- **THE REQUEST**: Reproduce every one of the following lines verbatim, keeping each character unchanged.

(Object outline annotations)
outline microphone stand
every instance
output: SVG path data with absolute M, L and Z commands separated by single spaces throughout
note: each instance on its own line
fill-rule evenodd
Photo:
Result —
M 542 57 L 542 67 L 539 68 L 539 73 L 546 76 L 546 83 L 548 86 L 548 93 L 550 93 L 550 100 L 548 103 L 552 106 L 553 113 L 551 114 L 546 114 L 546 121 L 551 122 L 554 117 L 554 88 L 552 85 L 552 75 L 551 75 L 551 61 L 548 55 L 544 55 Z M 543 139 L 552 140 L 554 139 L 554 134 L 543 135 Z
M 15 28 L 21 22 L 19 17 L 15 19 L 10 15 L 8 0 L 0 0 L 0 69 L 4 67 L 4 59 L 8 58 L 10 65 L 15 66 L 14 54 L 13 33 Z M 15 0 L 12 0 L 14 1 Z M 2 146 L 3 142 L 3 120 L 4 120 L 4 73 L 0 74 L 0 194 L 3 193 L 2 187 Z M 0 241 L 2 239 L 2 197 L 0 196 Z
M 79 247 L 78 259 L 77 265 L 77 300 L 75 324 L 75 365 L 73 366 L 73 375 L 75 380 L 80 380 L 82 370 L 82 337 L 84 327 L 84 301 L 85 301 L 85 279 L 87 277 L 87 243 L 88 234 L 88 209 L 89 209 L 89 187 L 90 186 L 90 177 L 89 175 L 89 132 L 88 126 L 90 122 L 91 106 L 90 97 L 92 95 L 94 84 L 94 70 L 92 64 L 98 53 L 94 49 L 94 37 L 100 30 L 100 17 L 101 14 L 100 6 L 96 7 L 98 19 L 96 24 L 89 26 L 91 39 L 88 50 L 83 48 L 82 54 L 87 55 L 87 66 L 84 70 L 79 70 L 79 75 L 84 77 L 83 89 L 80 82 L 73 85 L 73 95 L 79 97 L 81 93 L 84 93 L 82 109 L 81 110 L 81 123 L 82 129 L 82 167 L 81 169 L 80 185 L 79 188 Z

- **COMPLETE OUTPUT**:
outline microphone stand
every instance
output: SVG path data with absolute M, L and Z commands separated by single spaces throughout
note: each instance on its own line
fill-rule evenodd
Photo:
Result —
M 542 57 L 542 67 L 539 68 L 539 73 L 546 76 L 546 83 L 548 86 L 548 93 L 550 93 L 550 100 L 548 103 L 552 106 L 553 113 L 551 114 L 546 114 L 546 121 L 551 122 L 554 117 L 554 88 L 552 85 L 552 75 L 551 75 L 551 61 L 548 55 L 544 55 Z M 543 139 L 552 140 L 554 139 L 554 134 L 543 135 Z
M 15 28 L 21 22 L 19 17 L 15 19 L 10 15 L 8 0 L 0 0 L 0 69 L 4 67 L 4 59 L 8 58 L 10 65 L 15 66 L 14 54 L 13 33 Z M 15 0 L 12 0 L 14 1 Z M 2 146 L 3 142 L 3 120 L 4 120 L 4 73 L 0 74 L 0 194 L 3 193 L 2 187 Z M 0 241 L 2 239 L 2 197 L 0 196 Z
M 79 247 L 78 259 L 77 265 L 77 300 L 75 324 L 75 365 L 73 366 L 73 375 L 75 380 L 80 380 L 82 370 L 82 337 L 84 327 L 84 301 L 85 301 L 85 279 L 87 277 L 87 243 L 88 234 L 88 209 L 89 209 L 89 187 L 90 186 L 90 177 L 89 175 L 89 132 L 88 126 L 90 122 L 91 106 L 90 97 L 92 95 L 94 84 L 94 70 L 92 64 L 98 53 L 94 49 L 94 37 L 100 30 L 100 17 L 101 14 L 100 6 L 96 7 L 98 19 L 96 24 L 89 26 L 91 39 L 88 50 L 83 48 L 82 54 L 87 55 L 87 66 L 84 70 L 79 70 L 79 75 L 84 77 L 83 89 L 80 82 L 73 85 L 73 95 L 79 97 L 81 93 L 84 93 L 82 109 L 81 110 L 81 123 L 82 129 L 82 167 L 81 169 L 80 185 L 79 188 Z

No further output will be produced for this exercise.